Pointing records
※

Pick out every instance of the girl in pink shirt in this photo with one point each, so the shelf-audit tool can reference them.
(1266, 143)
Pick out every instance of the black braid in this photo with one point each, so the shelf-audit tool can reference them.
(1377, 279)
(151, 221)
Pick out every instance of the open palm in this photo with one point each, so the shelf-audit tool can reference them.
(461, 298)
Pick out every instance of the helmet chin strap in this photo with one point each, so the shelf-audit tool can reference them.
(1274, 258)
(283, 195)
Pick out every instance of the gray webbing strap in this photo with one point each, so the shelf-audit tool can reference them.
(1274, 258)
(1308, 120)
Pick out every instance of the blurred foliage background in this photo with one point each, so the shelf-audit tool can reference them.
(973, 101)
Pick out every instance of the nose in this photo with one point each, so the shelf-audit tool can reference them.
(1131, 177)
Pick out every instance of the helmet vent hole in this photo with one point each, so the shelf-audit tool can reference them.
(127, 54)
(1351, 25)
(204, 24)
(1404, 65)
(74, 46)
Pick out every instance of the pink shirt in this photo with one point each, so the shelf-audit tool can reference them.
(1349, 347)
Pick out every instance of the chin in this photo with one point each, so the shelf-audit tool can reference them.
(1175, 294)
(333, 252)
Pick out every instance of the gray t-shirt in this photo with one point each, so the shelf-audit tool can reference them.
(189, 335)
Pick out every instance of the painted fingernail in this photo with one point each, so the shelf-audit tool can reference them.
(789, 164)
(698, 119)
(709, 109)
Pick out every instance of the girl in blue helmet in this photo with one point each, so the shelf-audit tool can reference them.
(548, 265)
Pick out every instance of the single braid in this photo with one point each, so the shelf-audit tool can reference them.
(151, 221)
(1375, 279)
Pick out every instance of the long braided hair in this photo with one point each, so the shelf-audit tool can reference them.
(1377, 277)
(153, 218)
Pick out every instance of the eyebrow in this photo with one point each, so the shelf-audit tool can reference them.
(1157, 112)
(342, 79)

※

Exercise requirements: Scale the lines starting with the one containing "Pick out every instance of the nose" and going on through the final line. Reproduce each of those lines, requests included, with every coordinate in the answers multiplied by 1.5 and rounded to a whole number, halves rounding up.

Output of the exercise:
Pick out every instance of the nose in this photo with one point each, so the shelf-audit tool can reference them.
(1697, 266)
Pick out every instance of the helmet vent hole in this photo with one point each, so the shelf-audit tool can reference them.
(191, 81)
(2027, 38)
(306, 36)
(2106, 98)
(111, 69)
Pick out every instance of the pink shirt in this photo with one point each, so the shelf-audit tool can reference them.
(2024, 521)
Pick out every instance of the chin in this photo with one point each, so the shelf-audit tool can reference them.
(1763, 441)
(500, 378)
Pick out every instance of the gray t-shirt in this photo with one point each, so the shelf-audit tool can reference them.
(284, 503)
Pick out every instance of the painted fingernail in this photo with one point each, so the shelf-audit tool can reference them.
(1184, 246)
(1047, 179)
(1064, 164)
Pick out every instance of the girl in blue helmet in this photo with one point each, so the shelf-audit tool can reference them.
(822, 398)
Pick out every instance of the single braid in this photo with one point each, so the shelf-audit tool can reference them.
(227, 332)
(2063, 419)
Pick out every instance of the long braided hair in this photo with one point each, so the shelf-audit tool can reference them.
(2066, 416)
(230, 327)
Pick out every instance of the eyebrow in this photo with one point each, so the shelf-audit tool can reference them.
(1736, 168)
(513, 119)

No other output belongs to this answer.